Thursday, January 13, 2011

Pat Buchanan on blood libels

Pat Buchanan, our favorite anti-Semite in public life, who is still inexplicably viewed kindly by most of the mainstream media, came out with an aggressive defense of Sarah Palin's use of the phrase "blood libel" to refer to what she believes is slander against her by those calling her out for her use of violent language and imagery: Sarah Palin's Use Of Blood Libel Was 'Excellent'.

His words:
Pat Buchanan said Wednesday that Sarah Palin has been a victim of the media in the wake of the shooting of Rep. Gabrielle Giffords (D-AZ), and she was right to use the phrase "blood libel" in defending herself from charges that her language had anything to do with the mass shooting.
"Frankly I thought it was an excellent statement with regard to the phrase 'blood libel'," Buchanan said. "That of course refers to the libel that was used in the Middle Ages, charges against Jews that were utterly unsupportable slanders and I think she's using it in that context."
So apparently someone has accused Sarah Palin of killing young children and using their blood for strange rituals? Odd, I hadn't heard that charge lately.

P.S. Alan Dershowitz has defended the legitimacy of Palin using the phrase "blood libel," while the ADL has condemned it. Dershowitz notes:
The term “blood libel” has taken on a broad metaphorical meaning in public discourse. Although its historical origins were in theologically based false accusations against the Jews and the Jewish People, its current usage is far broader. I myself have used it to describe false accusations against the State of Israel by the Goldstone Report. There is nothing improper and certainly nothing anti-Semitic in Sarah Palin using the term to characterize what she reasonably believes are false accusations that her words or images may have caused a mentally disturbed individual to kill and maim. The fact that two of the victims are Jewish is utterly irrelevant to the propriety of using this widely used term.

◆ EXERCISE TASKS:
[1] According to the blog post about Pat Buchanan, what did Alan Dershowitz use the term "blood libel" to describe?
[2] Go on with the blog post about Pat Buchanan, picking up after its final sentence.
The data that follows plays no part in the work here.

◆ GIVEN INFORMATION:
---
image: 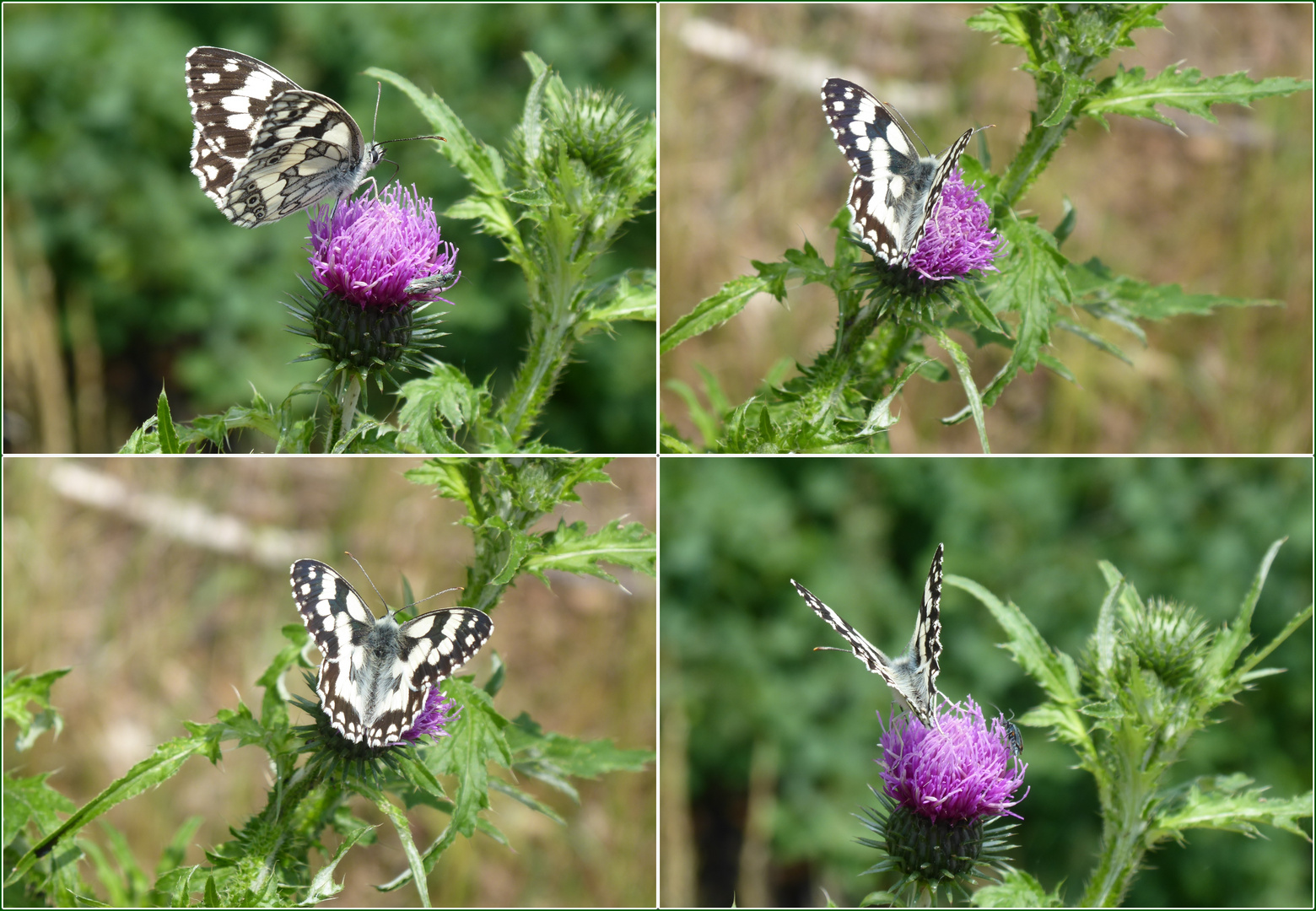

◆ THE ANSWERS:
[1] He used it to describe false accusations against the State of Israel by the Goldstone Report.

[2]
Far be it from me to disagree with the distinguished Professor Dershowitz, but the fact that he used it in the case of his criticism of the Goldstone Report hardly validates the use of the term outside of the proper historical context. At various times when I've been living in Israel I've heard Israeli politicians use the phrase to protest against other people's (usually correct) criticisms of their (often corrupt) behavior. This metaphorical use has always struck me as an absurdly exaggerated attempt to play on the sympathies of the audience.

I would prefer to use the phrase "blood libel" to refer to actual blood libels.

The first recorded blood libel was the accusation in 1144 that 12-year-old William of Norwich had been murdered by Jews for ritual purposes before Passover. The Medieval Sourcebook has published the first written account, from 1173, by Thomas of Monmouth, of the supposed torture and death of William at the hands of local Jews. [Warning: not for the faint of heart]. Accusations of ritual murder by Jews for religious purposes have been made since then, including up to the present in the Arab world.

Not a phrase to use lightly.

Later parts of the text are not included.